Stated task: Rewrite the lines from the one containing "Locate every garden" through the one containing "0, 5, 9, 29", inclusive, with "pixel coordinates" replaced by "box coordinates" and nothing else changed.

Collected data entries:
-----

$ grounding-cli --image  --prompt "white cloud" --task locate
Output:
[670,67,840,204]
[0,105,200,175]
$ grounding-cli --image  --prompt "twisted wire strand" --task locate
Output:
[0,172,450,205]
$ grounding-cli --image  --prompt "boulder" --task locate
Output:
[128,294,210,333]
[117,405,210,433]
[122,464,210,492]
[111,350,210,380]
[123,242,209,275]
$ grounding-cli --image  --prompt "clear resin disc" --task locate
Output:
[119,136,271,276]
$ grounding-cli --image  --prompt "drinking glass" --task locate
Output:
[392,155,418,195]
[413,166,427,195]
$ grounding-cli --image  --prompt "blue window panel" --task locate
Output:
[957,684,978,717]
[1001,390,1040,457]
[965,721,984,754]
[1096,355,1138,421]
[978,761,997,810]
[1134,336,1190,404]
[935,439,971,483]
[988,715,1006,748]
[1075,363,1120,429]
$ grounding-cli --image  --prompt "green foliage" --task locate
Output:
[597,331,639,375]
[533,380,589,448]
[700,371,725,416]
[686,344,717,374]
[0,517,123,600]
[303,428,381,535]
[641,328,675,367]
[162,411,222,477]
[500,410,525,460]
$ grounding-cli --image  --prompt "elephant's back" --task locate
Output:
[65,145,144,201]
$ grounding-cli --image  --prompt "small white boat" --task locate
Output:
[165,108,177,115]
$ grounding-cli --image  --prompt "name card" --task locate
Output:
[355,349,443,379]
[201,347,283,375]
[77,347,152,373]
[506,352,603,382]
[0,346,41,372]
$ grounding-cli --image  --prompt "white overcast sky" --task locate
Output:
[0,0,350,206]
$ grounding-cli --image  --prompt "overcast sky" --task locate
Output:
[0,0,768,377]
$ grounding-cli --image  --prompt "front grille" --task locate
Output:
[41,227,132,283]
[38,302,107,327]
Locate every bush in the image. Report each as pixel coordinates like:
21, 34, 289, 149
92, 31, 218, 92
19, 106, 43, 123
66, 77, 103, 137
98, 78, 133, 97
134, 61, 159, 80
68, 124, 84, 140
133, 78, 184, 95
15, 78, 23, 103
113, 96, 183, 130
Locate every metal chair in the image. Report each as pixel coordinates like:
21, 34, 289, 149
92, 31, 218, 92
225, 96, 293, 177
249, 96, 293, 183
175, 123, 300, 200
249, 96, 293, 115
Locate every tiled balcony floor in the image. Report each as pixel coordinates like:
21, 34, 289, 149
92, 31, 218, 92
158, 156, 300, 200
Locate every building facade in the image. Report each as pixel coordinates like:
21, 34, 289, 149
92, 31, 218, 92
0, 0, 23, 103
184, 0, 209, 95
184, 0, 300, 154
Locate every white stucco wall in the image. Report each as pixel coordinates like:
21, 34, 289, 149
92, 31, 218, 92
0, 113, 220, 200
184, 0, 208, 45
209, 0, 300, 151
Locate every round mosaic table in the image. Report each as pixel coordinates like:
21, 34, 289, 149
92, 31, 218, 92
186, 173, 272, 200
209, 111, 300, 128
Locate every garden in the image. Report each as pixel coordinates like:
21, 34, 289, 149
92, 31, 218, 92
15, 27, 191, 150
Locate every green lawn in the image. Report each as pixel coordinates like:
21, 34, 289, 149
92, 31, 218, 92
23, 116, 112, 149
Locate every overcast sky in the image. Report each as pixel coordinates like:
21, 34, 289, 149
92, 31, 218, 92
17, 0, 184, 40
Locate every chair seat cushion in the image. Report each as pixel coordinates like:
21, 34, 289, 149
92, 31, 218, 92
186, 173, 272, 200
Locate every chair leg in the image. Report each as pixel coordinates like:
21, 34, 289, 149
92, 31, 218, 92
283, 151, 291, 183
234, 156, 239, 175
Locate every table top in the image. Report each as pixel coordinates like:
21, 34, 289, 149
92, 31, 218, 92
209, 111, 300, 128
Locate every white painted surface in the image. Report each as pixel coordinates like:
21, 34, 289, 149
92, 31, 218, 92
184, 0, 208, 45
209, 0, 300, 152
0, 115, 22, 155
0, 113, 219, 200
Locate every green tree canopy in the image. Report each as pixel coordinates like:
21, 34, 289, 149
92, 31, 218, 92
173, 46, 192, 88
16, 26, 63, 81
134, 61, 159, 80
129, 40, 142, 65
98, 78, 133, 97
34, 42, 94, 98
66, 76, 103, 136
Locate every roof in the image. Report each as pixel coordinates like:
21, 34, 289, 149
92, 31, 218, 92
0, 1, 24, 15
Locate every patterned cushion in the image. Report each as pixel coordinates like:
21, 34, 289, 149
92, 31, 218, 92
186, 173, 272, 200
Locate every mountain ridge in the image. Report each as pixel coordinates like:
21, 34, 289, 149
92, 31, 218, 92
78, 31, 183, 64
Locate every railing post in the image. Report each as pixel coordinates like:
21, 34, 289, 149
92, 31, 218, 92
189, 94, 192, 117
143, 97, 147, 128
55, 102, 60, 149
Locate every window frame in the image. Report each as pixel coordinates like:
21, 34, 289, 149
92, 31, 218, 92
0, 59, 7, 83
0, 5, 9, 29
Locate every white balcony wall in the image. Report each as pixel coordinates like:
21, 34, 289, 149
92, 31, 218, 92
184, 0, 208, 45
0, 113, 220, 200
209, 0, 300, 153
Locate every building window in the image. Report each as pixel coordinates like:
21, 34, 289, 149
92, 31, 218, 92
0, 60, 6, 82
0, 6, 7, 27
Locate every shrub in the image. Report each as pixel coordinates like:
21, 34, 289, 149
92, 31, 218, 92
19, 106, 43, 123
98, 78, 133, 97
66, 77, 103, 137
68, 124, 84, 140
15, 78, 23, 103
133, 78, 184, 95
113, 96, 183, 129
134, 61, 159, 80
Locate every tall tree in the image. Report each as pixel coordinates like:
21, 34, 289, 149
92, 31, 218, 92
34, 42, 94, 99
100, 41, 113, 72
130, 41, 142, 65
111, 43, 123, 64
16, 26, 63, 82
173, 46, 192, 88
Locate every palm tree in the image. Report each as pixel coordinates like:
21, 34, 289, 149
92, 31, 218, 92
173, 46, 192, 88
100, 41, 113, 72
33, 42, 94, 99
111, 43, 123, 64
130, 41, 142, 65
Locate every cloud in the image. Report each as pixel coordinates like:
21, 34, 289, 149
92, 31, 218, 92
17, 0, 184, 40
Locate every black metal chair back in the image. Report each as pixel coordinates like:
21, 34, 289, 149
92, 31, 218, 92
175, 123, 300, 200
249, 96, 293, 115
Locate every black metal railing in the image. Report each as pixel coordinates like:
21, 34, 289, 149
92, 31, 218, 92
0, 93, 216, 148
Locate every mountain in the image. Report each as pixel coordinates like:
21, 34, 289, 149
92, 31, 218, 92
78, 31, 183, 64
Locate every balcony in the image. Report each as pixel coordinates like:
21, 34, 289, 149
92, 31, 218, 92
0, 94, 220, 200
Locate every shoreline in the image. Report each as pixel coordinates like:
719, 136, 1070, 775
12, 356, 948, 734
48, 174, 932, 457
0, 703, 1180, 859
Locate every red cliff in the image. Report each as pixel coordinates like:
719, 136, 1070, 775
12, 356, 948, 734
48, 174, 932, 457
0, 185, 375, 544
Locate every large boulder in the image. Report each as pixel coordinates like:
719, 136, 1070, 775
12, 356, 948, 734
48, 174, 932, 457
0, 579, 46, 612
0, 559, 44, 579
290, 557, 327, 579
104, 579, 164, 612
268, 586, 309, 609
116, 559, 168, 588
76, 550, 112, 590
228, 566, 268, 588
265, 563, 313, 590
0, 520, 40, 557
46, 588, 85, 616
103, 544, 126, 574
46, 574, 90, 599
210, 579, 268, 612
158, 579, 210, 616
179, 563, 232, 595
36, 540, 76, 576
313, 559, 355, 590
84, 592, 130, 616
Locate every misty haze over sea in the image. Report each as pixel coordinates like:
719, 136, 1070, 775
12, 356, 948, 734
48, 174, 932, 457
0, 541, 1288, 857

-----

Output of the exercise:
Locate every garden in the image. Report each as box coordinates like:
21, 34, 289, 149
92, 31, 218, 92
15, 27, 191, 150
Locate every green lawn in the image. Report each as box coordinates like:
21, 34, 289, 149
92, 31, 218, 92
23, 116, 112, 149
Locate every overcast sky in the image. Report each as box coordinates like:
21, 34, 289, 149
92, 31, 218, 92
17, 0, 184, 40
Locate every chair seat cushion in the image. Report each as box coordinates like:
21, 34, 289, 149
92, 31, 218, 92
186, 173, 272, 200
Locate every chair leg in the image. Report each as box coordinates like:
21, 34, 289, 149
92, 31, 218, 92
283, 151, 291, 183
234, 156, 239, 175
Locate every table top in the image. Report each as box coordinates like:
21, 34, 289, 149
92, 31, 218, 92
209, 111, 300, 128
Locate every white painted surface in the image. Report each as box coordinates like:
21, 34, 289, 149
92, 31, 218, 92
184, 0, 208, 45
209, 0, 300, 152
0, 115, 22, 155
0, 113, 219, 200
Locate every green tree canopy in the image. Report each as box coordinates like:
21, 34, 289, 149
92, 31, 218, 92
173, 46, 192, 88
16, 26, 63, 81
134, 61, 159, 80
129, 40, 142, 65
98, 78, 133, 97
34, 42, 94, 98
66, 76, 103, 136
Locate every roof in the image. Report each as box coordinates like:
21, 34, 289, 149
92, 31, 218, 92
0, 1, 24, 15
Locate every patterned cushion in the image. Report each as box coordinates like:
21, 34, 289, 149
92, 31, 218, 92
186, 173, 272, 200
Locate every mountain ridge in the image. Report each as box coordinates like:
21, 34, 289, 149
92, 31, 218, 92
78, 31, 183, 64
Locate every railing post in the image. Report each as box coordinates like:
21, 34, 289, 149
92, 31, 218, 92
189, 94, 192, 117
143, 97, 147, 128
55, 102, 60, 149
Locate every window frame in the image. Report each as box coordinates like:
21, 34, 289, 149
92, 31, 218, 92
0, 59, 7, 83
0, 5, 9, 29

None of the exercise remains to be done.